-- EXTRACTED INFORMATION follows --
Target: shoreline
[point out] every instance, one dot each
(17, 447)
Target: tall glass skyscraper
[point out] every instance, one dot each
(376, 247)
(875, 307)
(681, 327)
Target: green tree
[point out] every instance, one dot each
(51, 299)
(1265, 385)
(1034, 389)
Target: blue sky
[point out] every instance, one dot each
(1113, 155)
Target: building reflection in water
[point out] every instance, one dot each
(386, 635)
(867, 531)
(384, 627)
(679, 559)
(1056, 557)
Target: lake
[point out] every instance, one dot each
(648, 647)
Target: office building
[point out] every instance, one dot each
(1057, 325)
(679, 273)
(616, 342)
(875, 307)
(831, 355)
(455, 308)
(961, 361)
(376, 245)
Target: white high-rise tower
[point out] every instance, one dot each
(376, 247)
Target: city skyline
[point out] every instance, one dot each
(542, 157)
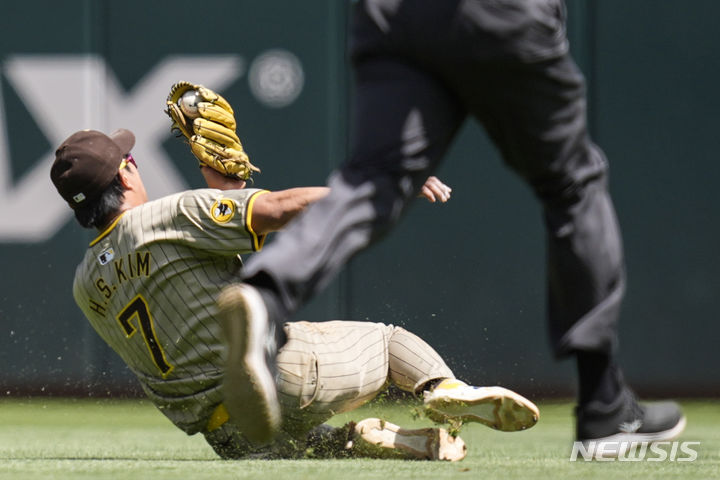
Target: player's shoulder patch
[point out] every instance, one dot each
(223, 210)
-- EXTRACTED INFORMATION concluded --
-- EXTRACTED INFORMATION follows --
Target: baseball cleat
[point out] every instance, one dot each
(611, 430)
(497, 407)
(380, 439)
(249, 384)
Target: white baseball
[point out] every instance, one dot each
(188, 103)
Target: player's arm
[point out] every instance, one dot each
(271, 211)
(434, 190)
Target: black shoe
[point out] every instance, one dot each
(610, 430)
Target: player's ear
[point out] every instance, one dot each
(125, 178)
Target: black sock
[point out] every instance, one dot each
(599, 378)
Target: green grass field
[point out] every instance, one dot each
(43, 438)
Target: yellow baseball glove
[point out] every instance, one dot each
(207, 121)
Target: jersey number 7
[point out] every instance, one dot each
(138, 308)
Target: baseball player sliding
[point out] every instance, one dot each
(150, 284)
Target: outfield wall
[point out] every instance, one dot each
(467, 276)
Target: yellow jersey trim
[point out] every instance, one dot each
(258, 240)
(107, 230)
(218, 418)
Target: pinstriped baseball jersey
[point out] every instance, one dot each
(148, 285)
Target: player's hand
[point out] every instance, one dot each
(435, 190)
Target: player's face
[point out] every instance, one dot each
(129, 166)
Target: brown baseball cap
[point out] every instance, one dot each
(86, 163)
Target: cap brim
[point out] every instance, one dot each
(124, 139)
-- EXTRACTED INFORMATION concluded --
_TASK OBJECTIVE_. Scan the material above for lines that contain the string "black", and copy each such line.

_WRITTEN SOLUTION_.
Target: black shoe
Target: black sock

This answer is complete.